▶ _Text passage_:
● ● ● ●

Vols Vitello: Ive had no contact with LSU – 247Sports

Tennessee baseball coach Tony Vitello said Tuesday evening that he hasn’t had any discussions with LSU about its vacancy.

Widely considered one of the best jobs in the country, the top spot at LSU came up for grabs when Hall of Famer Paul Mainieri announced this season would be his last.

Vitello is widely believed to be a serious candidate for the LSU job, but he said moments after Tennessee’s 8-4 loss to Texas at the College World Series saying he hasn’t spoken with anyone at LSU about that job.

Tennessee baseball coach Tony Vitello (Photo: Calvin Mattheis, Knoxville News Sentinel)

“No, I have not had (any discussions),” Vitello said moments after Tennessee’s season-ending loss to the Longhorns.

● ● ● ●

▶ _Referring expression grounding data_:
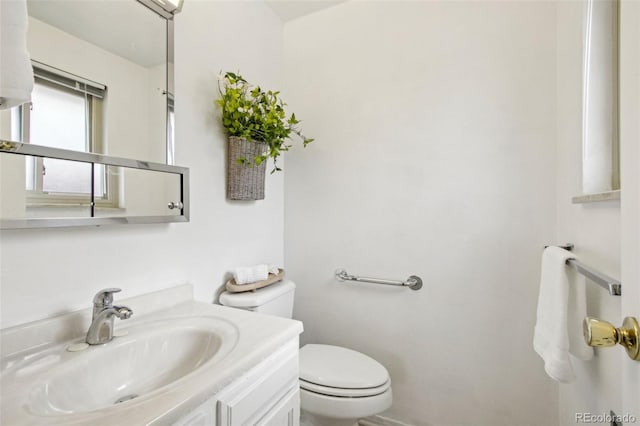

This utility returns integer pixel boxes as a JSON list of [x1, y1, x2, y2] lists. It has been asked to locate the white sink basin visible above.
[[2, 317, 238, 417]]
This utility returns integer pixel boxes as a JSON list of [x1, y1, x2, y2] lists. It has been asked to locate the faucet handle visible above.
[[93, 287, 122, 307]]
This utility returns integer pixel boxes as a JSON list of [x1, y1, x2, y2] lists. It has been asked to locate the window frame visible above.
[[17, 61, 120, 208]]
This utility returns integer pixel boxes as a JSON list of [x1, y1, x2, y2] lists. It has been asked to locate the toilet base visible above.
[[300, 410, 358, 426]]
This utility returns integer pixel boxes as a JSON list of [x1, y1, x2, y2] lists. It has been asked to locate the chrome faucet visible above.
[[86, 288, 133, 345]]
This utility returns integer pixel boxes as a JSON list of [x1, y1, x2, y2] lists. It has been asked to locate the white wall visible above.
[[284, 2, 558, 425], [0, 1, 283, 328]]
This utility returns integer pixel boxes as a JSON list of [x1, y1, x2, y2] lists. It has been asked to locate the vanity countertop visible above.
[[0, 285, 302, 426]]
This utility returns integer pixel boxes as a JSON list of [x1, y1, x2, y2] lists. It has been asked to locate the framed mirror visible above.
[[21, 0, 173, 163], [0, 140, 189, 229], [0, 0, 188, 228]]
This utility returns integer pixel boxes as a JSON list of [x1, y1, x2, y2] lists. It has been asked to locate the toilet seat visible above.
[[300, 379, 390, 398], [300, 344, 390, 398]]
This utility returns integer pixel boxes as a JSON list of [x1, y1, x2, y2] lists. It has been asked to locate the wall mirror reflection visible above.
[[11, 0, 173, 163], [0, 141, 189, 229], [0, 0, 188, 228]]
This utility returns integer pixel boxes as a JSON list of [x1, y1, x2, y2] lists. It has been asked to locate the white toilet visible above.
[[220, 280, 392, 426]]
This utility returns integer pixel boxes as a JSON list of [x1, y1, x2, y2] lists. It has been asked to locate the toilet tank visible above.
[[220, 280, 296, 318]]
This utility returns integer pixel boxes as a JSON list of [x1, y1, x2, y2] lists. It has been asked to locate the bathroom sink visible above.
[[3, 317, 238, 417]]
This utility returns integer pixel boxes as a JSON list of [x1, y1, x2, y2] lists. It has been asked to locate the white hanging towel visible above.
[[533, 247, 593, 383], [0, 0, 33, 109]]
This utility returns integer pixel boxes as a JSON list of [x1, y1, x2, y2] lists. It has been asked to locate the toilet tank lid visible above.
[[300, 344, 389, 389], [220, 280, 296, 308]]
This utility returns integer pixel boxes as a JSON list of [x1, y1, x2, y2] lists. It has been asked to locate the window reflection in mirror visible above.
[[0, 152, 183, 221], [17, 0, 169, 163]]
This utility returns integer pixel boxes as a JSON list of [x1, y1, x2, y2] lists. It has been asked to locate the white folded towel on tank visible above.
[[233, 264, 269, 285]]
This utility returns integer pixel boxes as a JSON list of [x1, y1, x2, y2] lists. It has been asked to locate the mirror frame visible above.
[[0, 140, 189, 229]]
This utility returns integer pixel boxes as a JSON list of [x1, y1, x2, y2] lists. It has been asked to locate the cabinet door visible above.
[[256, 386, 300, 426], [217, 339, 298, 426]]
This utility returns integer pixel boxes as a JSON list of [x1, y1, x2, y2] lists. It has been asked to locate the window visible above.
[[578, 0, 620, 198], [19, 62, 117, 207]]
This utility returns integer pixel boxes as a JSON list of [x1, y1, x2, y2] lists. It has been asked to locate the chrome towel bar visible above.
[[545, 243, 622, 296], [336, 269, 422, 290]]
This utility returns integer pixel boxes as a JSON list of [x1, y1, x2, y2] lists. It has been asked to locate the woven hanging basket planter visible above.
[[227, 136, 269, 200]]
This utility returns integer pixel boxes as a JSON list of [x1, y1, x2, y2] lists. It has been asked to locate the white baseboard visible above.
[[358, 415, 414, 426]]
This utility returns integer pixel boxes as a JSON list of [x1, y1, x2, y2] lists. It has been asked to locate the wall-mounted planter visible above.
[[227, 136, 269, 200]]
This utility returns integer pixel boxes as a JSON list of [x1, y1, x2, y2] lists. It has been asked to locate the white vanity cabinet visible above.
[[174, 338, 300, 426]]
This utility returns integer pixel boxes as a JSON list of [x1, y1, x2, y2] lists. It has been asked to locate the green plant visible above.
[[216, 72, 313, 173]]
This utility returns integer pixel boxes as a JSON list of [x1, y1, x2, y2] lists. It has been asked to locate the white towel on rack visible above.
[[0, 0, 33, 109], [533, 247, 593, 383]]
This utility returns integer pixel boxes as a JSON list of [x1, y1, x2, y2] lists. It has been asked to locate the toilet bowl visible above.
[[300, 344, 393, 426], [220, 280, 393, 426]]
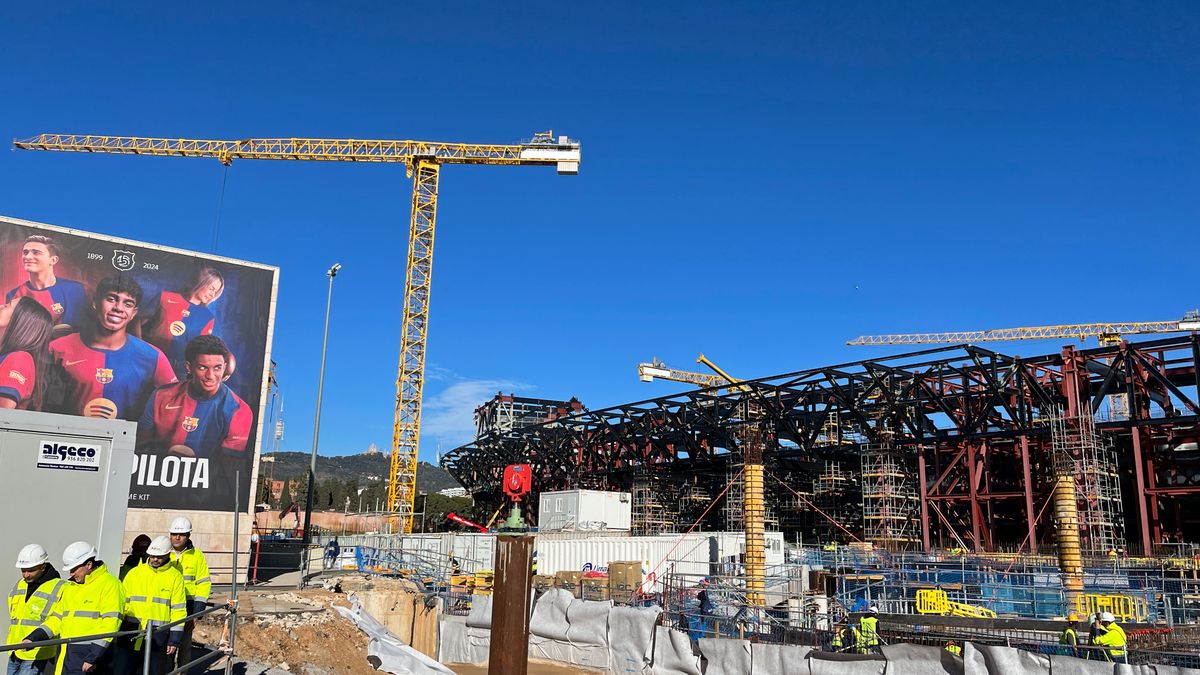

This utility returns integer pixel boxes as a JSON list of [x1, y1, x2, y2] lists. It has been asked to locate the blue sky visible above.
[[0, 1, 1200, 459]]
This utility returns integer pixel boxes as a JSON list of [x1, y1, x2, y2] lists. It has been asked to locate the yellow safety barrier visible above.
[[917, 589, 996, 619], [917, 589, 950, 614], [1075, 593, 1150, 621]]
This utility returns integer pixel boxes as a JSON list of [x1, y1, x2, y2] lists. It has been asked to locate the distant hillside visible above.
[[259, 453, 461, 492]]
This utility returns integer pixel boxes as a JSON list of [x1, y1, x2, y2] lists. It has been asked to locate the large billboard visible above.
[[0, 216, 278, 510]]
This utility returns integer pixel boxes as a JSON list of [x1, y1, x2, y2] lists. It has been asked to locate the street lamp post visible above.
[[304, 263, 342, 544]]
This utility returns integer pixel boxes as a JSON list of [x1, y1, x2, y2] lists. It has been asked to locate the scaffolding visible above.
[[721, 461, 745, 532], [630, 473, 678, 536], [812, 460, 860, 542], [815, 411, 841, 448], [862, 442, 920, 550], [1049, 412, 1124, 556]]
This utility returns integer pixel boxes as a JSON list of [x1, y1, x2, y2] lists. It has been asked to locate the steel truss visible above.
[[443, 334, 1200, 551]]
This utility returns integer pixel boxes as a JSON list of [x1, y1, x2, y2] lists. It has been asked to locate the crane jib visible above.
[[13, 131, 581, 533]]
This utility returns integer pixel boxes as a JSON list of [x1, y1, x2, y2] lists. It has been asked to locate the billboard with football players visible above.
[[0, 217, 278, 510]]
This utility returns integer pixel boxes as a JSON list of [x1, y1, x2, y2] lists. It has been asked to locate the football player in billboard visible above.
[[50, 274, 175, 422], [5, 234, 88, 335], [0, 298, 54, 410], [138, 335, 254, 459], [140, 265, 224, 378]]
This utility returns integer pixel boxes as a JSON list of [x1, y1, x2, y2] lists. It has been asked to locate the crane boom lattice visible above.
[[846, 312, 1200, 346], [13, 132, 581, 534]]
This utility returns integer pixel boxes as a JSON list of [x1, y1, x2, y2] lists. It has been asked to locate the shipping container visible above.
[[538, 490, 632, 532], [0, 410, 137, 626]]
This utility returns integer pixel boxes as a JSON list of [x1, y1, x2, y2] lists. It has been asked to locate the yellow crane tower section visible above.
[[846, 310, 1200, 346], [13, 131, 581, 534], [637, 354, 750, 392]]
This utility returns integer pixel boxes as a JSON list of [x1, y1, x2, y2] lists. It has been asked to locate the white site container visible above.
[[534, 532, 784, 592], [538, 490, 632, 532], [0, 410, 137, 626]]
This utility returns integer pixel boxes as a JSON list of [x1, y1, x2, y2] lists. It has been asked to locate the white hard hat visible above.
[[146, 534, 170, 556], [62, 542, 100, 572], [17, 544, 50, 569]]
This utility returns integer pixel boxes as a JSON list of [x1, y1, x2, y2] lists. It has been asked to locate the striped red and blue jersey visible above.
[[143, 291, 216, 377], [5, 279, 90, 328], [0, 352, 37, 410], [50, 333, 175, 422], [138, 381, 254, 458]]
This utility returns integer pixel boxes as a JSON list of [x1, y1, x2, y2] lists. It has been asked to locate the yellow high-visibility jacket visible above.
[[122, 562, 187, 650], [29, 562, 125, 675], [858, 616, 880, 647], [6, 566, 67, 661], [170, 542, 212, 614], [1092, 623, 1126, 658]]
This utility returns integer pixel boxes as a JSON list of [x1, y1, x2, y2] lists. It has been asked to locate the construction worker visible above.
[[169, 515, 212, 665], [116, 534, 150, 581], [124, 534, 187, 675], [833, 621, 863, 653], [23, 542, 125, 675], [5, 544, 65, 675], [1092, 611, 1129, 663], [858, 604, 880, 653], [1058, 611, 1079, 657]]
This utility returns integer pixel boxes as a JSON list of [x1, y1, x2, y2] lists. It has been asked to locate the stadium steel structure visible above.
[[13, 132, 580, 533], [443, 334, 1200, 551]]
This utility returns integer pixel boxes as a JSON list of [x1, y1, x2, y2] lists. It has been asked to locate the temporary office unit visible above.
[[538, 490, 632, 532], [0, 410, 137, 626]]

● ● ● ●

▶ _Required work_:
- 1) List every person named in the article about Tony Vitello and the LSU job.
- 2) Carry the article about Tony Vitello and the LSU job forward from its final sentence.
The records have no connection to the text.

▶ _Exercise responses_:
- 1) Tony Vitello, Paul Mainieri, Calvin Mattheis

- 2)
Vitello was asked directly if he planned to be the head coach at Tennessee next season, and he didn’t provide a direct answer to that question, choosing instead to say he’s owed it to his players and assistants and Tennessee’s administration and fans to keep every bit of his focus on his current team.

“You know, I just made an idiot out of myself, at least for all the masculine folks watching, by getting teary-eyed about these kids, and that’s where my focus has been,” Vitello said. “So like I said, the social life hasn’t been existent for quite some time, well before our Opening Day game, and a part of that is I want to do as good of a job as I can for the school that gave me a chance, and I want to do as good of a job I can for a group that we thought could go pretty far. And then, you know, the way the season evolved, like I said, these emotions are certainly not fake. I don’t know if it’s embarrassing or not, but it’s coming from a place where that’s my No. 1 concern, is these guys.

“Now I’ll go back to the room, and anyone who knows me, it’ll be bad, how much I critique myself, and it hurts. So I’m certainly not gonna waste energy before a game or any other game having regrets that, you know, my mind wasn’t right, or we weren’t prepared the right way to go into whatever game it might be.”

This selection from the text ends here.